# [EXERCISE DESCRIPTION]
Please repeat the part of the data below that opens with the line containing "Can you find the entrance" and closes with the line containing "pixel 419 52", both lines included, leaving the pictures out.

# [RECORDED DATA]
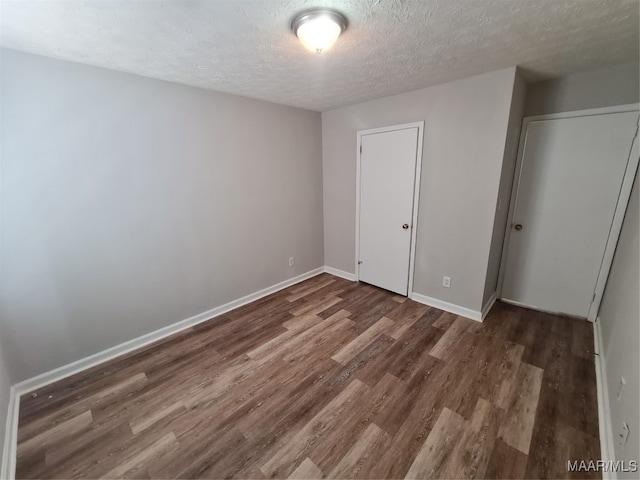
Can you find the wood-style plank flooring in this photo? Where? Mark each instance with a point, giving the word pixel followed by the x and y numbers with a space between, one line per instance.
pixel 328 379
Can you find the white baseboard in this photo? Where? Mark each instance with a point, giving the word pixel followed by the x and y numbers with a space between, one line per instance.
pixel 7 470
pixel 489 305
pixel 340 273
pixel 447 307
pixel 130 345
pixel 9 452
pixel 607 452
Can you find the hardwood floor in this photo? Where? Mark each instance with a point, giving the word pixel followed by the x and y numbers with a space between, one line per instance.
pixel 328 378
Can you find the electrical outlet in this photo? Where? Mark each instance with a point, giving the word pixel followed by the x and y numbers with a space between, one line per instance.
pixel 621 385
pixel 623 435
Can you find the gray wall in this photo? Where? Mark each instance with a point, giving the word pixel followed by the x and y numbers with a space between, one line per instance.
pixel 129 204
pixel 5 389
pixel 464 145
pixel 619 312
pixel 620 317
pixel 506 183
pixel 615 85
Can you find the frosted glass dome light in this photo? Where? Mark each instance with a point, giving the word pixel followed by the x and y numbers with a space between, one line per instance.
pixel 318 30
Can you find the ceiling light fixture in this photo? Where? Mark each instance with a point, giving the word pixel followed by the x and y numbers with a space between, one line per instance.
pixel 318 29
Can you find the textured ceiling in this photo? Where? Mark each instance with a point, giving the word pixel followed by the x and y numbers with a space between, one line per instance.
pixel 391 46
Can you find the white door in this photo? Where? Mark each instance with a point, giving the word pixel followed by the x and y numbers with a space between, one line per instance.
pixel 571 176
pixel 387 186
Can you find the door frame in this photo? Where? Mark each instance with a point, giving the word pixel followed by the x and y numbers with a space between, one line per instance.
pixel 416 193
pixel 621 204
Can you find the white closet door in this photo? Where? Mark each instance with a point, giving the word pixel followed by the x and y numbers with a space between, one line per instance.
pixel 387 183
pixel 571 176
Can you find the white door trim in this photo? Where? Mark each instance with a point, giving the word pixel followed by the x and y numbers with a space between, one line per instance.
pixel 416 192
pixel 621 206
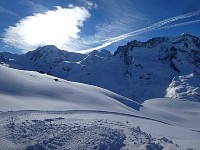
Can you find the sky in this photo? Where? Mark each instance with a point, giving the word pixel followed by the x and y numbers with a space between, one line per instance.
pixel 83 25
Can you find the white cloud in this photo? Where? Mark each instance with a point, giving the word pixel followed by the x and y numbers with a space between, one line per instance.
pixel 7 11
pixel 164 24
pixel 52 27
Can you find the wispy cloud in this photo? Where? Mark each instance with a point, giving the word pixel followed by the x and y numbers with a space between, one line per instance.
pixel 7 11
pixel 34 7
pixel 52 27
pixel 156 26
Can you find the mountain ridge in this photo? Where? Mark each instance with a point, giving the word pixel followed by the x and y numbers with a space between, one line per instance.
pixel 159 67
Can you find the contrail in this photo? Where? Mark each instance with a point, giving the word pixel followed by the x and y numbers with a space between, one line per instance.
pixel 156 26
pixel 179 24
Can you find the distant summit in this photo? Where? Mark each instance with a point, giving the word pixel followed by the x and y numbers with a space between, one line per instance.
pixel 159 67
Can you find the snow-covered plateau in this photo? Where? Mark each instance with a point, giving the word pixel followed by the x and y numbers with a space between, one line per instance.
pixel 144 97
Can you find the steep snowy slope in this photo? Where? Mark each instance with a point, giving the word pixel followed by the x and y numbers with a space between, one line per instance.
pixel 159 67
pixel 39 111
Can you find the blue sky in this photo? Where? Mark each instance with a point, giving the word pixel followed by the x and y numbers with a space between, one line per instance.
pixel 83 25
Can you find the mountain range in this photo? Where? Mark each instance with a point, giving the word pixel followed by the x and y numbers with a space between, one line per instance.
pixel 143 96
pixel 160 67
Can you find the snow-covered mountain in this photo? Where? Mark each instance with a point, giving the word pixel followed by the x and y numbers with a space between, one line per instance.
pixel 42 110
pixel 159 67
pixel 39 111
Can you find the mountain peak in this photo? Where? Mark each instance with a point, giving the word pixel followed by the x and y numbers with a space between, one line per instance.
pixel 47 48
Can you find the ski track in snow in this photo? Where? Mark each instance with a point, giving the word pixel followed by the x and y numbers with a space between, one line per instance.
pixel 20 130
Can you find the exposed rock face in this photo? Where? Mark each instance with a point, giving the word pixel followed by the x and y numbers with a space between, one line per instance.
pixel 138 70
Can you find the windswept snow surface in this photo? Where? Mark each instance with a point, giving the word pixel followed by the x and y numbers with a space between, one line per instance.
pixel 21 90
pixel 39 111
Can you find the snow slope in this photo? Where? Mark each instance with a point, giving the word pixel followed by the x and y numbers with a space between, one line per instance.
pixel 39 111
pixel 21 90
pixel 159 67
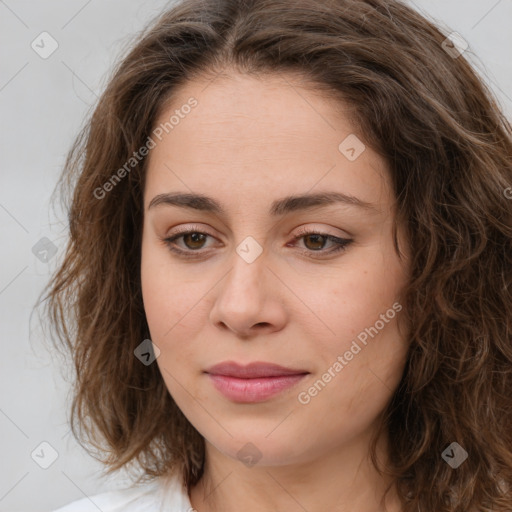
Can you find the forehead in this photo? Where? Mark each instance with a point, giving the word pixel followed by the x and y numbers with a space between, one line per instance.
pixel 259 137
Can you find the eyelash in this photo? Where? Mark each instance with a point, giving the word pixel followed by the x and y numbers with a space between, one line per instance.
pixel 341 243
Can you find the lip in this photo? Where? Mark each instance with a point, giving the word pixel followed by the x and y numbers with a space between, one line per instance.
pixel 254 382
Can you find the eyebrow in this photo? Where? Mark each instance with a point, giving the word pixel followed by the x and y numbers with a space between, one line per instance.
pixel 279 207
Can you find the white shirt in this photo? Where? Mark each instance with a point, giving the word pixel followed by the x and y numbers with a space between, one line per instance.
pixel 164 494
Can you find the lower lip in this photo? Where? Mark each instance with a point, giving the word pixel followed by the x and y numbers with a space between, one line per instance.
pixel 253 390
...
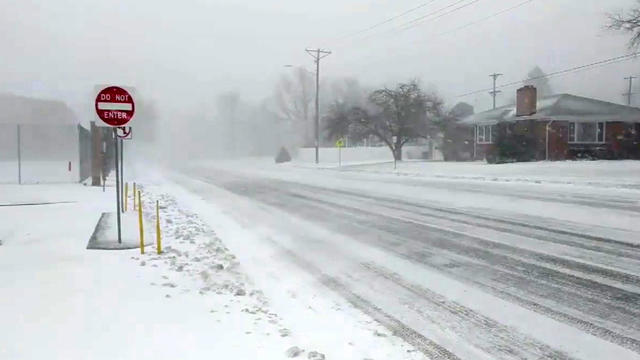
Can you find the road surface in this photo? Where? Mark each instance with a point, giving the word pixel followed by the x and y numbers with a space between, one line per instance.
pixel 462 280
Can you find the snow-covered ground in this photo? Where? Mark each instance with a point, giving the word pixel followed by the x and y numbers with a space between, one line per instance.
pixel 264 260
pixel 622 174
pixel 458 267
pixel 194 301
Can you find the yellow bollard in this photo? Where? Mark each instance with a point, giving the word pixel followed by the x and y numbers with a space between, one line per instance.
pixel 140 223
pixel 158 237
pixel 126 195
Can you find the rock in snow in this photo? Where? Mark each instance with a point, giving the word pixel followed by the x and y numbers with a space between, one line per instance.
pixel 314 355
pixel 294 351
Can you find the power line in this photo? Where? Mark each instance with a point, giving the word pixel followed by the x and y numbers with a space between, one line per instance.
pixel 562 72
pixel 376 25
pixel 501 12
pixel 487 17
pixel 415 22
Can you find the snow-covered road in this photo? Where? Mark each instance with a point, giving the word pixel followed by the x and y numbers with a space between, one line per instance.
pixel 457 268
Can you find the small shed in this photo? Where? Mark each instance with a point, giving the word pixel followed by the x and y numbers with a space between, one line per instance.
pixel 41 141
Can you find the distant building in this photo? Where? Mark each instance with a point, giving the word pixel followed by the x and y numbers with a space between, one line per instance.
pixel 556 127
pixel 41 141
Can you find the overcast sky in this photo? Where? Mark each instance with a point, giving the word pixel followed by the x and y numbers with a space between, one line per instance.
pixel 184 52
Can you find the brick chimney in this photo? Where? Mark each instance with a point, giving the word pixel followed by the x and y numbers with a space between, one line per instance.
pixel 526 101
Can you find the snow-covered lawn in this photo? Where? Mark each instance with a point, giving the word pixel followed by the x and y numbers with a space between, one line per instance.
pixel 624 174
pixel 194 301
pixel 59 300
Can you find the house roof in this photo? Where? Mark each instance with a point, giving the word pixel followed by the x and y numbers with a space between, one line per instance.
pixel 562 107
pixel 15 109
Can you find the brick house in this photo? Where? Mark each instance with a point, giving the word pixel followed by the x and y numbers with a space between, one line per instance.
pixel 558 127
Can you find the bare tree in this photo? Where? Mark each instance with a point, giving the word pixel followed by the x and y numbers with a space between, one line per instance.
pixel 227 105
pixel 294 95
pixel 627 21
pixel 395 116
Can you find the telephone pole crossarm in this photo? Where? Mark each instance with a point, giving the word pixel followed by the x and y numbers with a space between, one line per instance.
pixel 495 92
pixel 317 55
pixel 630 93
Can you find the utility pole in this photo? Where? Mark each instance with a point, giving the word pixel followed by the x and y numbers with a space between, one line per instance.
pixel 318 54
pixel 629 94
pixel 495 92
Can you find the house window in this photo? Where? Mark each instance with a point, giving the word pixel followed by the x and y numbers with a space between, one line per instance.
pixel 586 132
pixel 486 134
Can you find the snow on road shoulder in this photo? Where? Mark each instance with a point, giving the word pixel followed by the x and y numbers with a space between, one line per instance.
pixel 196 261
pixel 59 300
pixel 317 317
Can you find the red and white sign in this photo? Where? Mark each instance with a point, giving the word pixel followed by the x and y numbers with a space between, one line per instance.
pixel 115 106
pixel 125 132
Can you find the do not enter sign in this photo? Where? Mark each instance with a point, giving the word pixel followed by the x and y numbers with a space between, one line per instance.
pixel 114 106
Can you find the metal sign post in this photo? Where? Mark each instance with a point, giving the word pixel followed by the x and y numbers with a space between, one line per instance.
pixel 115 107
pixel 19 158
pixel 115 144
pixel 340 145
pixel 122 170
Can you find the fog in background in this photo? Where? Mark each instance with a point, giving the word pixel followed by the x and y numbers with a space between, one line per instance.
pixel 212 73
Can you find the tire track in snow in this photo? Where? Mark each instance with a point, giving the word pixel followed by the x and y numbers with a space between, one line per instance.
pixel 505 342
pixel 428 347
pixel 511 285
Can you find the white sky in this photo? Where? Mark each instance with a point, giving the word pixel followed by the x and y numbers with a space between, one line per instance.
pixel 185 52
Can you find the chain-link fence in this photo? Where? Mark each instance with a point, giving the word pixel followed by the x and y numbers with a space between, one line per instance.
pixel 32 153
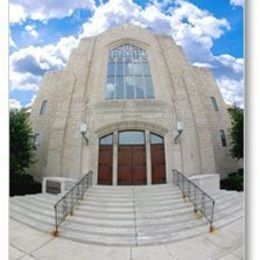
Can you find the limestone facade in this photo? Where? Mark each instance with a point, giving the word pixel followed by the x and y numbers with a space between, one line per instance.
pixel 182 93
* * *
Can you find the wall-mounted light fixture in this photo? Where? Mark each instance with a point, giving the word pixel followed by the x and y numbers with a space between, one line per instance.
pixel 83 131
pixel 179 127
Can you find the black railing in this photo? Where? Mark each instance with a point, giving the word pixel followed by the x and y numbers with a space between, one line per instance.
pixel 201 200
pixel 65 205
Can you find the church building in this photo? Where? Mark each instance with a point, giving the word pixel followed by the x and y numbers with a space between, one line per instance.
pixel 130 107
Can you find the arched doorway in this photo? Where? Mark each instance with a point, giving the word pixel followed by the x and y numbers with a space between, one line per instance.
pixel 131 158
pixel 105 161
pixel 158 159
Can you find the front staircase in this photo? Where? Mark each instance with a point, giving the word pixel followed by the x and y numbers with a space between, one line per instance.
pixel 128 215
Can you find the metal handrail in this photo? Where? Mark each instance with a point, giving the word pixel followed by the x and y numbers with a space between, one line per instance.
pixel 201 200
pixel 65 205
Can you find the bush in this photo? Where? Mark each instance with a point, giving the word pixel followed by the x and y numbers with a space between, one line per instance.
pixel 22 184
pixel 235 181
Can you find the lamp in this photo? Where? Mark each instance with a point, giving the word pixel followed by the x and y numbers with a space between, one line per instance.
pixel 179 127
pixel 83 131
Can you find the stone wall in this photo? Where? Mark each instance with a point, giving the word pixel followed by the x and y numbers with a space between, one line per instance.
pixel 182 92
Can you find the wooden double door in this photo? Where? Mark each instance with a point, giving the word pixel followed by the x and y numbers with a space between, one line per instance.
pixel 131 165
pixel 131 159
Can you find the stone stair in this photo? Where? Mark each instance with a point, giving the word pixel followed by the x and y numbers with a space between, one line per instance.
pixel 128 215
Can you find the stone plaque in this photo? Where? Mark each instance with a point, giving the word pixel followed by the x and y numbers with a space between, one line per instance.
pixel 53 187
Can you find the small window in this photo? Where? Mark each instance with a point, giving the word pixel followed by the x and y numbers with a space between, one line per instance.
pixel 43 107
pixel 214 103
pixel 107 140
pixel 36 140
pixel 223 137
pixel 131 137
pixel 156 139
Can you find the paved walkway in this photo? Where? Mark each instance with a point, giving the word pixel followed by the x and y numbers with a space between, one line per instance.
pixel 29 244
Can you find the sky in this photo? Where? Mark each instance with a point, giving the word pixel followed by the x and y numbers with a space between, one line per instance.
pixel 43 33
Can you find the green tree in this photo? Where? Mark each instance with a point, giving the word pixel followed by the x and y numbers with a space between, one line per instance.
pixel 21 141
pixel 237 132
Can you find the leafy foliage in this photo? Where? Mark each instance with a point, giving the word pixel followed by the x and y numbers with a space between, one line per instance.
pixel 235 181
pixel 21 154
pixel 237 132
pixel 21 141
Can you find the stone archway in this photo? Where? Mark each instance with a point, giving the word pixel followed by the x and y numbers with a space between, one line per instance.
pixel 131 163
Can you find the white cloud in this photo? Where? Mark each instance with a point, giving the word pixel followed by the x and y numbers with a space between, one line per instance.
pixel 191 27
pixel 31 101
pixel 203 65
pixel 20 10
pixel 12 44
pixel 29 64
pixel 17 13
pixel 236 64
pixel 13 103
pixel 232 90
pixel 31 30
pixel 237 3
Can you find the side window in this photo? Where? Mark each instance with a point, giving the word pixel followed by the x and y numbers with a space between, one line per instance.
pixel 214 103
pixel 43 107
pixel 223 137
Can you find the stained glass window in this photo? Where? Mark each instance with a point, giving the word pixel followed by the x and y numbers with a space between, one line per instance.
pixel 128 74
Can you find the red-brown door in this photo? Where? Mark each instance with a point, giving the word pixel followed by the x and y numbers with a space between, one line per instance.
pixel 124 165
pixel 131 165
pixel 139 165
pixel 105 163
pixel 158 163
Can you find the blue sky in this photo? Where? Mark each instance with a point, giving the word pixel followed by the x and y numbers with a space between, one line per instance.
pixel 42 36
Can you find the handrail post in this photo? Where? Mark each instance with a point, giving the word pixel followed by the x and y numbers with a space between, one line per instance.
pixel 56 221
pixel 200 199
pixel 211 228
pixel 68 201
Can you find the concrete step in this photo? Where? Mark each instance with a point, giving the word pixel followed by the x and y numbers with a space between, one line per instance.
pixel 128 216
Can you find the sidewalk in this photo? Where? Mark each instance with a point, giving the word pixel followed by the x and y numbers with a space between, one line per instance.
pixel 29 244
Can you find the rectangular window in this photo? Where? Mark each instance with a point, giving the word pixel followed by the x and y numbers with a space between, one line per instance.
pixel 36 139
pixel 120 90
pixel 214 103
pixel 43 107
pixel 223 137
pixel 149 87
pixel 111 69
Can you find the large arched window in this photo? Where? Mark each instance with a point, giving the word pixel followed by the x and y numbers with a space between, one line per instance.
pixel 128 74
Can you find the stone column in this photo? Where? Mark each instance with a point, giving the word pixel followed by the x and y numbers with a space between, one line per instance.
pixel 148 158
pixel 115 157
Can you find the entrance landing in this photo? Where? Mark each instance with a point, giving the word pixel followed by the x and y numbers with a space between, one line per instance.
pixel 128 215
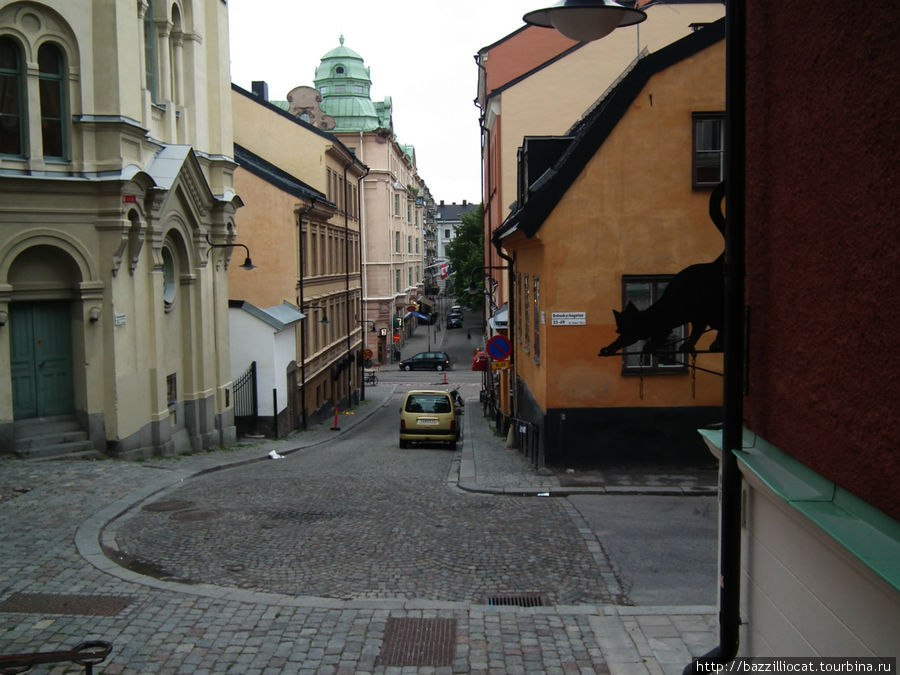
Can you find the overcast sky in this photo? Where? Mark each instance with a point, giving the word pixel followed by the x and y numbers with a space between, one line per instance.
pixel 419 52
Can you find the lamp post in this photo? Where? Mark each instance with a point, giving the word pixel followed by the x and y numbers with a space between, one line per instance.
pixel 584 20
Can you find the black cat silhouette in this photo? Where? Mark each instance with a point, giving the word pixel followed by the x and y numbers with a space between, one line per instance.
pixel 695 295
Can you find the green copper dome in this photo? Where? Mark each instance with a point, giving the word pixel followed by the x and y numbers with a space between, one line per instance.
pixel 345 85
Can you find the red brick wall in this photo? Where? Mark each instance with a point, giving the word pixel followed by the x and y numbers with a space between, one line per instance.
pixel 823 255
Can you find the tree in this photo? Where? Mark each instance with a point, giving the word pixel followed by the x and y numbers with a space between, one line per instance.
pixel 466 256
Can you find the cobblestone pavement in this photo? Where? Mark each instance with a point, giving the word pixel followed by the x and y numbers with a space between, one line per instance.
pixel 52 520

# [EXERCISE RESPONSE]
Can you find the entrance landing in this photo? Where? Mark each instance with a point, giving the word pixel followed by the x and y numbers with a space between, one line per instance.
pixel 128 215
Can you find the overcast sky in this photo? Where? Mark each instance with a point, giving the word pixel followed by the x and y numbers with a space between, one line per instance.
pixel 419 52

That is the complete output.